__Page excerpt__:
>>>>

Sometimes I wonder if I forgot something on purpose. Not consciously, not with intent. Just, like my brain stepped in and said “You don’t need that part, Aria.” And so I went on, unaware.
But lately, something started leaking through. Like pieces falling out from behind the bookshelf. A tension that doesn’t match anything in my life right now but still makes me flinch. And I didn’t invite it back.
And this time, I know what it is.
I remembered.
And I wish I hadn’t.
That forgetting wasn’t a loss. it was more of a, a strategy.
A quiet decision made somewhere deep in the architecture of me.
Because something in there decided remembering would be worse.
I didn’t ask for this. Didn’t go digging. It came on its own. Loud in some ways, but mostly, still. Like it had always been there, just waiting for the right time to crawl back.
And now, there’s no guide. No clear step forward. I tried once. In therapy. Tried to say it out loud. My throat tightened like it was still protecting something. I was scared. Ashamed. She asked me to go back there, to look at it through my grown-up eyes, to rewrite the ending. But I couldn’t. I sat there nodding, pretending I was okay, while everything in me screamed no. Turns out, I’m still scared. Just like I was then. That little version of me didn’t go anywhere. she just got quiet.
It rewrites memories I thought were harmless. I look back and wonder if the way I laughed, or flinched, or froze in certain moments wasn’t random at all.
Now I know. I remember everything.
And part of me wishes I could forget it all over again.

<<<<

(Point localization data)
>>>>

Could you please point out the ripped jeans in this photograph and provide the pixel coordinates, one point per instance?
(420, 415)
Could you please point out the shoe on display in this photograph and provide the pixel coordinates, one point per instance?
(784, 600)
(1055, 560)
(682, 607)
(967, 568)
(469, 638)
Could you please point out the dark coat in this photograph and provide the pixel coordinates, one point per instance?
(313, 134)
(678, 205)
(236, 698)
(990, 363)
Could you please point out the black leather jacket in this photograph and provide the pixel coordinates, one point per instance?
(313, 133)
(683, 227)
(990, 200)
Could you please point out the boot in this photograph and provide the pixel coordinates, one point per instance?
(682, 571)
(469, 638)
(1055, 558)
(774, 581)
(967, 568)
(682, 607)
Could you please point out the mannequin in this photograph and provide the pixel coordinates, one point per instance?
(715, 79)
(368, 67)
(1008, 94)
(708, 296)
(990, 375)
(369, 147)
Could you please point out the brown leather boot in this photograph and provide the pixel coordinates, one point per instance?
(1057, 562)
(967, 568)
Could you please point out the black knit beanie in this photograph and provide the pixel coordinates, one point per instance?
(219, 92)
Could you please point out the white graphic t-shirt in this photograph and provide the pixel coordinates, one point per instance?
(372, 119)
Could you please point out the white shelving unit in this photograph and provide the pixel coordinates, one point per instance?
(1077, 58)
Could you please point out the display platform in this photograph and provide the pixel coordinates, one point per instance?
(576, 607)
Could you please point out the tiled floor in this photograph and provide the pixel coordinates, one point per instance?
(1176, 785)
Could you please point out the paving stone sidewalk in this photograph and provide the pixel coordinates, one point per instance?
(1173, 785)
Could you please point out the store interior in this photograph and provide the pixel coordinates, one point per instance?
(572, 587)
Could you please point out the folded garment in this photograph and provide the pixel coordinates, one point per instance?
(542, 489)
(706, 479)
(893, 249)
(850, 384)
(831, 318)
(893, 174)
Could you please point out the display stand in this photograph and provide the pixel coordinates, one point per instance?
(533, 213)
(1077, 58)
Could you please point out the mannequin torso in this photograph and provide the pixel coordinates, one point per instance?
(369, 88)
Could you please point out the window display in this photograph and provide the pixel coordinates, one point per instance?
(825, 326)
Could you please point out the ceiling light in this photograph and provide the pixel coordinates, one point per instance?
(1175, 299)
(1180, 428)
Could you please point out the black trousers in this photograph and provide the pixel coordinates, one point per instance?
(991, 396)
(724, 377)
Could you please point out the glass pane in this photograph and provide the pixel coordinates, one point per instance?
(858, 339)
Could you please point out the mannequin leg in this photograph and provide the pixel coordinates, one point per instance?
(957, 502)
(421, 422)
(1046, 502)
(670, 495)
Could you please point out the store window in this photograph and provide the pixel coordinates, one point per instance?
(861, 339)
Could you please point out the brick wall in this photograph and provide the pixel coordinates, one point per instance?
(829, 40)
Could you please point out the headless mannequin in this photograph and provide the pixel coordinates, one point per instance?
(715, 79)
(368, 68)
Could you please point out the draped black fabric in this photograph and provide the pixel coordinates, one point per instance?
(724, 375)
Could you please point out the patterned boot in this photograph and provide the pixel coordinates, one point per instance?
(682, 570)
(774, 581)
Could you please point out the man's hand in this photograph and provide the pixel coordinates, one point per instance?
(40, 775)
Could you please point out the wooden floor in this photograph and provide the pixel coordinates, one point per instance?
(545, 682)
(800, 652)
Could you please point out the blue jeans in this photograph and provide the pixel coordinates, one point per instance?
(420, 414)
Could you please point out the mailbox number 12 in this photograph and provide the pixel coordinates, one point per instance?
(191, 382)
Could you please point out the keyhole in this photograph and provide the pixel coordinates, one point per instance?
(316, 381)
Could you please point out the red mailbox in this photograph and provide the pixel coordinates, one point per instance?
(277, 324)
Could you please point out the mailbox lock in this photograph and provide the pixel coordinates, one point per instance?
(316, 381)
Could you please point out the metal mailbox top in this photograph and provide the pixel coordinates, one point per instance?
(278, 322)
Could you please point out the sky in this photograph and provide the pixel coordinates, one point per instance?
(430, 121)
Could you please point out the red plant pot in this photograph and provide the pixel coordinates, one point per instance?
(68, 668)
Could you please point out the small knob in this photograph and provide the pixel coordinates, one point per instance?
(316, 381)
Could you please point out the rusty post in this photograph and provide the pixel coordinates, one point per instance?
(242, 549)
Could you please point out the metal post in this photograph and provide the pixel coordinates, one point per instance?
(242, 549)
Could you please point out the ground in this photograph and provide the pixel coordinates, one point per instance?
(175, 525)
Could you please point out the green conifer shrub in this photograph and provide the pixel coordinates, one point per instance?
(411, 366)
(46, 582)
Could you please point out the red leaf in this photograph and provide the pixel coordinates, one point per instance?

<<<<

__Instructions__:
A – Check each statement against the passage on a returned memory and answer yes or no, quoting the words from the passage that decide it: (i) The narrator went searching for the memory. (ii) In therapy, the narrator managed to rewrite the ending. (iii) Part of the narrator wishes to forget again.
B – From the passage on a returned memory, set down the text starting with "Sometimes I wonder" and going on through "what it is.".
C – Summarize the passage on a returned memory in two sentences.

__Answer section__:
A –
(i) No: "I didn’t ask for this. Didn’t go digging."
(ii) No: "But I couldn’t."
(iii) Yes: "And part of me wishes I could forget it all over again."

B –
Sometimes I wonder if I forgot something on purpose. Not consciously, not with intent. Just, like my brain stepped in and said “You don’t need that part, Aria.” And so I went on, unaware.
But lately, something started leaking through. Like pieces falling out from behind the bookshelf. A tension that doesn’t match anything in my life right now but still makes me flinch. And I didn’t invite it back.
And this time, I know what it is.

C – The narrator, Aria, describes a memory that had been forgotten as a quiet strategy of the mind and that has now come back without being sought. An attempt to speak of it in therapy failed because the narrator is still scared, and although everything is now remembered, part of the narrator wishes to forget it all over again.